(Dataset rows)
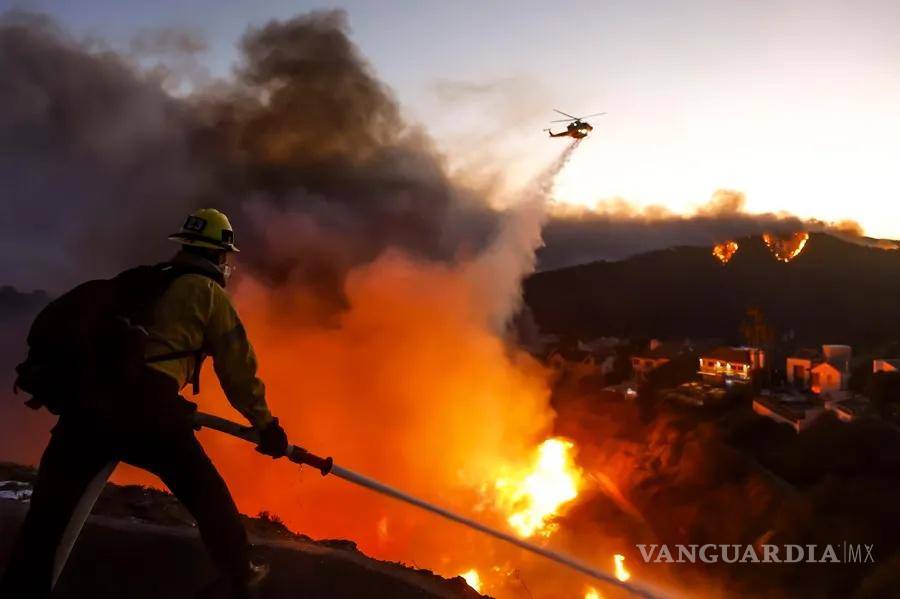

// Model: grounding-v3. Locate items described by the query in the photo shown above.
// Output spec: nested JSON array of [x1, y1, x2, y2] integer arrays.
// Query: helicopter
[[544, 108, 606, 139]]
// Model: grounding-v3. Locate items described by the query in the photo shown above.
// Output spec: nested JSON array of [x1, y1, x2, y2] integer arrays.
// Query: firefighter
[[0, 209, 288, 598]]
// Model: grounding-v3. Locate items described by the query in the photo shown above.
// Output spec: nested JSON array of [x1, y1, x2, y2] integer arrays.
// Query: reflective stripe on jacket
[[146, 260, 272, 427]]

• **Exercise requirements**
Convert the entries above into a two-column CSV with the headers "prompt" and "boxes", one row per entry. Put each entry's text and its answer in separate quoted fields, replace line breaks with spaces, and omit the pictures.

• **Response for this exercise**
prompt,boxes
"// Model: grounding-v3. Locate items described by the query in the photo shown above. // Output spec: nested JSON array of [x1, y1, x2, y2] integer arrays. // Query: helicopter","[[544, 108, 606, 139]]"
"// Model: grounding-v3. Locate items described by the query in the photo shown above. // Output spec: nested JSON array of [x1, y1, x2, y2] integer arrays. // Query: firefighter","[[0, 209, 288, 598]]"
"// Model: grounding-v3. Locate items described by the query in the photo shown above. // Output spec: nested JSON array of [x1, y1, x2, y2] integer arrays. // Query: reflective stripe on jacket","[[146, 260, 272, 427]]"